**OCZEKIWANY REZULTAT**
Przepisz dosłownie wszystkie poniższe wiersze, pomijając w odpowiedzi obrazy.

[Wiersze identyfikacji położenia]

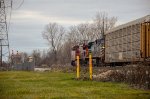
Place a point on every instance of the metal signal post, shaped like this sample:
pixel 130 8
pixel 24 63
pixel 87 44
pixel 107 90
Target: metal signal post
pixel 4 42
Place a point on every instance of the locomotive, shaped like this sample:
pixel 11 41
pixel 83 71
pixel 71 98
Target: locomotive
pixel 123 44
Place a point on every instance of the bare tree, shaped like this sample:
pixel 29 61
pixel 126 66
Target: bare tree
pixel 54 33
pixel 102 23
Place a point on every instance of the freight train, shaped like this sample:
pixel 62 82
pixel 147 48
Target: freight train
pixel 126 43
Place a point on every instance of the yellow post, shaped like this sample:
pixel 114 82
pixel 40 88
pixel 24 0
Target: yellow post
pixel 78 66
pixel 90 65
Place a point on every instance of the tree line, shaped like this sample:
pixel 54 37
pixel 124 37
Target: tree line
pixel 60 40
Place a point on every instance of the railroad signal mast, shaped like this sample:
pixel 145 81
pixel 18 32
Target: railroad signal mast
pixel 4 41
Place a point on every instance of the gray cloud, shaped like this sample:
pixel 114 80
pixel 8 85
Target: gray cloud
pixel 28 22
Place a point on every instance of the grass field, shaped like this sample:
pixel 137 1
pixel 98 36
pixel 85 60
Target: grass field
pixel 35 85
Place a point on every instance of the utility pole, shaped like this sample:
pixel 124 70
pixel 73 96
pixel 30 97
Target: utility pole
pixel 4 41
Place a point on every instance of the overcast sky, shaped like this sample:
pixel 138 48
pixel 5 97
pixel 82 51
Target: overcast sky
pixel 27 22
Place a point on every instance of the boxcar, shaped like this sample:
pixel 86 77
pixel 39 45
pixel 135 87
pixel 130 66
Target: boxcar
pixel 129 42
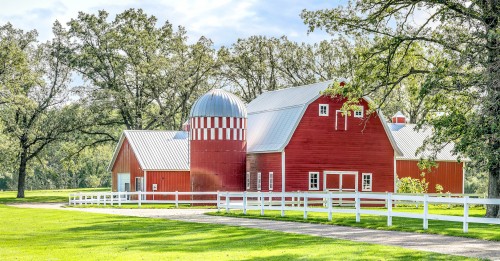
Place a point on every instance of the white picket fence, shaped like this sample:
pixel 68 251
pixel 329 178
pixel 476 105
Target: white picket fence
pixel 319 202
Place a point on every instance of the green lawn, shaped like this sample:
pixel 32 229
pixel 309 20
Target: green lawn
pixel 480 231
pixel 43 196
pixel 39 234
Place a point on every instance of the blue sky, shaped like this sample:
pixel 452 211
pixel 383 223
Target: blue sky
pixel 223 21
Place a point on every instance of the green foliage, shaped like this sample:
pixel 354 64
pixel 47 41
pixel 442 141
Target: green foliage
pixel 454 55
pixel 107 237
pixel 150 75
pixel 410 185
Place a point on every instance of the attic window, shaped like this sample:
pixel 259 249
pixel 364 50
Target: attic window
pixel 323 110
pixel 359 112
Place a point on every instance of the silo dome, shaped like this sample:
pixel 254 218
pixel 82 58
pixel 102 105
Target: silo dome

**ROZWIĄZANIE ZADANIA**
Place a point on every instance of the metal signal post, shaped like this sample:
pixel 130 8
pixel 24 63
pixel 87 44
pixel 107 90
Target: metal signal post
pixel 4 42
Place a point on every instance of the locomotive, shaped like this sample:
pixel 11 41
pixel 83 71
pixel 71 98
Target: locomotive
pixel 123 44
Place a point on every instance of the bare tree, shaped like this sample:
pixel 29 61
pixel 126 66
Target: bare tree
pixel 54 33
pixel 102 23
Place a point on every instance of the freight train, shaped like this sample:
pixel 62 82
pixel 147 48
Target: freight train
pixel 126 43
Place a point on every instance of the yellow post, shaped like this sample:
pixel 114 82
pixel 40 88
pixel 24 0
Target: yellow post
pixel 78 66
pixel 90 65
Place a point on every instance of the tree line, shaped like this sample:
pixel 54 37
pixel 124 37
Target: tree line
pixel 60 40
Place a point on every instance of the railroad signal mast, shaped like this sample:
pixel 145 81
pixel 18 32
Target: railroad signal mast
pixel 4 41
Place a point on every instance of the gray cloud, shaped like this sample:
pixel 114 80
pixel 8 85
Target: gray cloud
pixel 28 22
Place a point on every instance of the grass field, shaped like this sample:
pixel 137 1
pixel 98 36
pixel 85 60
Target: grass field
pixel 35 85
Place a point on every instance of the utility pole, shaped like this sample:
pixel 124 70
pixel 73 96
pixel 30 97
Target: utility pole
pixel 4 41
Place a point on every instance of the overcast sky, shaped like this sample:
pixel 138 48
pixel 5 97
pixel 82 51
Target: overcast sky
pixel 27 22
Place a point on every instance of the boxcar, shaped like this sample:
pixel 86 77
pixel 39 45
pixel 135 87
pixel 130 66
Target: boxcar
pixel 129 42
Place a point on every instance of the white picket fence, shaped like this sample:
pixel 68 251
pixel 329 178
pixel 476 105
Target: white picket fence
pixel 319 202
Place a point on every instance of the green lawn, shaped like this sample:
pixel 32 229
pixel 309 20
Target: green lawn
pixel 480 231
pixel 43 196
pixel 39 234
Place a point on every instance of the blue sky, shaped like this sample:
pixel 452 211
pixel 383 223
Target: blue sky
pixel 223 21
Place a point on every instance of the green foliage, shaped like this sample:
pixel 354 64
pixel 47 41
pixel 442 141
Target: green foliage
pixel 454 55
pixel 107 237
pixel 150 75
pixel 410 185
Place a point on every instance of the attic window, shaped like this sample:
pixel 259 249
pixel 364 50
Target: attic window
pixel 323 110
pixel 359 112
Place a point on every instance of the silo dome, shaped like this sample:
pixel 254 218
pixel 82 58
pixel 102 105
Target: silo dome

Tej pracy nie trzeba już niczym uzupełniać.